◆ WHAT THE TASK ASKS
Each line from the one that contains "Find the woman's face" through the end of the entries should be repeated exactly, with nothing added.

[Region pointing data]

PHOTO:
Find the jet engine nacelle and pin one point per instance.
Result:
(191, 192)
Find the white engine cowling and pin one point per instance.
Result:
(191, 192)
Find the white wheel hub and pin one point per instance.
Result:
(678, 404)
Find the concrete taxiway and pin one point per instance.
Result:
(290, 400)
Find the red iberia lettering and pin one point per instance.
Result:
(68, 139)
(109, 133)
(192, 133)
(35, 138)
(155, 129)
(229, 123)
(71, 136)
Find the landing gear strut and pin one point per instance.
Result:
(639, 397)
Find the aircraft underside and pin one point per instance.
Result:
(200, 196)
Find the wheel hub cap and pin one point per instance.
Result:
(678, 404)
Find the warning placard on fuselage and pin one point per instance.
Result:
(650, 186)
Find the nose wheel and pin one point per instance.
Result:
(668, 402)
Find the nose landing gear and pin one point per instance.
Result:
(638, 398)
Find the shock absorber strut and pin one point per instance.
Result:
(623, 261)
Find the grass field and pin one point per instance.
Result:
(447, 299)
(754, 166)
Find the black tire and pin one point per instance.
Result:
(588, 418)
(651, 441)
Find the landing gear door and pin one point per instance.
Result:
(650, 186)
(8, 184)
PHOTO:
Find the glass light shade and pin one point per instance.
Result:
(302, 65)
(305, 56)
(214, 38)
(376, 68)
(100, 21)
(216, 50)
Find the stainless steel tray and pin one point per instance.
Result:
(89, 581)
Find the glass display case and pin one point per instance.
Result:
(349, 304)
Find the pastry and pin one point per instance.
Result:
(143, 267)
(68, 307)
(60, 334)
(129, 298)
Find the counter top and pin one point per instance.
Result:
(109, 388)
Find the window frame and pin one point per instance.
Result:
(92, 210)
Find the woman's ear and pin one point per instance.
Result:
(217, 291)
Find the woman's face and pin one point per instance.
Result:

◆ EXERCISE RESPONSE
Find the woman's face and pin one point per instance.
Result:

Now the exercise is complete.